Most important, they have and reveal fun, which is all that On the Town really has on its mind. It's here that we're teleported across the decades, watching pure zaniness that only holds together because librettist-lyricists Comden and Green and, to a much more significant extent, Robbins, long ago insisted it should. And, treated with respect, it still does, and transforms the impossibly improbable story into one that represents musical theatre at both its most embryonic and its most advanced.

Little in the canon quite compares with the boisterous opening number, “New York, New York,” which evokes as little else the starstruck feeling of seeing America's singular city for the first time, and translates that excitement into the exciting dances the city dwellers don't know they're performing. Or the electric celebration of friendship in “Ya Got Me,” when Hildy and company try to cheer up Gabey after he's already found and lost Ivy once. Or, especially, Gabey's epic second-act ballet, which finds him piercing through his notions of class to conquer Ivy, in every way, in whatever time he has. (Chip and Ozzie, for the record, do not have to imagine their home runs.)

## Required work
1. In the review of On the Town, which song is described as an electric celebration of friendship?
2. Reproduce the part of the review that opens with the words containing "Most important, they" and closes with "its most advanced.".
The material that comes after the review is separate from it.

## Given material
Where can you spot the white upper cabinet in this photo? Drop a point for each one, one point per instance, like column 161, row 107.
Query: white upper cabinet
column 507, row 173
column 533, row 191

## The answers
1. "Ya Got Me"

2.
Most important, they have and reveal fun, which is all that On the Town really has on its mind. It's here that we're teleported across the decades, watching pure zaniness that only holds together because librettist-lyricists Comden and Green and, to a much more significant extent, Robbins, long ago insisted it should. And, treated with respect, it still does, and transforms the impossibly improbable story into one that represents musical theatre at both its most embryonic and its most advanced.